YOUR OBJECTIVE -
Reproduce the material below with every instance of "compact pair shape" swapped for "compact coordinate format", keeping everything else unchanged, and omit the pictures from your answer.

start RAW RECORDS

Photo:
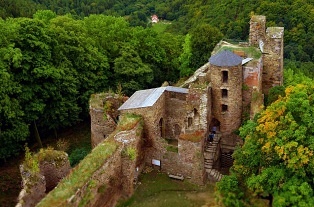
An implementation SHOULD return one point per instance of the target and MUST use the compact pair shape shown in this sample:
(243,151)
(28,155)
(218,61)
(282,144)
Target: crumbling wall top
(275,32)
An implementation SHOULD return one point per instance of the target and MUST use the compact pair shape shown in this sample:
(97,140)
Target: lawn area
(158,190)
(78,139)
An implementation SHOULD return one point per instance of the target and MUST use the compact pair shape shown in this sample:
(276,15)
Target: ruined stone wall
(101,128)
(273,58)
(188,161)
(252,78)
(53,166)
(175,114)
(198,108)
(152,116)
(108,183)
(257,30)
(34,188)
(104,114)
(230,116)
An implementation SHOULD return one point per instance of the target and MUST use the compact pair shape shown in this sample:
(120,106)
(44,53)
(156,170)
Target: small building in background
(155,18)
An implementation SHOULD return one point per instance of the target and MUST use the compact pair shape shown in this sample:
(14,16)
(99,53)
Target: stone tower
(270,41)
(273,58)
(226,80)
(257,30)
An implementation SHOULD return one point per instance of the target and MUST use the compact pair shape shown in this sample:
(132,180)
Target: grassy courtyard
(158,190)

end RAW RECORDS

EXERCISE SOLUTION -
Photo:
An implementation SHOULD return one point per instance of the target and MUST use the compact coordinate format shown in this sample:
(243,151)
(28,155)
(218,61)
(282,144)
Target: crumbling wall top
(275,32)
An implementation SHOULD return one point per instance of the target and MUST use the compact coordinate format shown in this sample:
(97,140)
Target: lawn area
(158,190)
(78,139)
An implementation SHOULD return one point per instance of the target and MUST use the compact coordinate format shown in this sample:
(276,15)
Target: ruined stone wall
(101,128)
(273,58)
(188,161)
(252,78)
(53,166)
(175,114)
(198,108)
(152,116)
(108,183)
(257,30)
(34,188)
(104,114)
(230,116)
An implementation SHOULD return one point per instance of the target and MUST use the compact coordinate format shown in this sample:
(120,106)
(44,53)
(156,170)
Target: small building in background
(155,18)
An implementation SHOULD return one point per instance of the target and MUST use the compact coordinate format shown in this sample:
(14,16)
(99,53)
Target: stone tower
(270,41)
(273,58)
(226,80)
(257,30)
An implementation SHOULD return one point per instance of the target and MUST use the compact coordinate format shown in this sample:
(132,180)
Target: grassy courtyard
(158,190)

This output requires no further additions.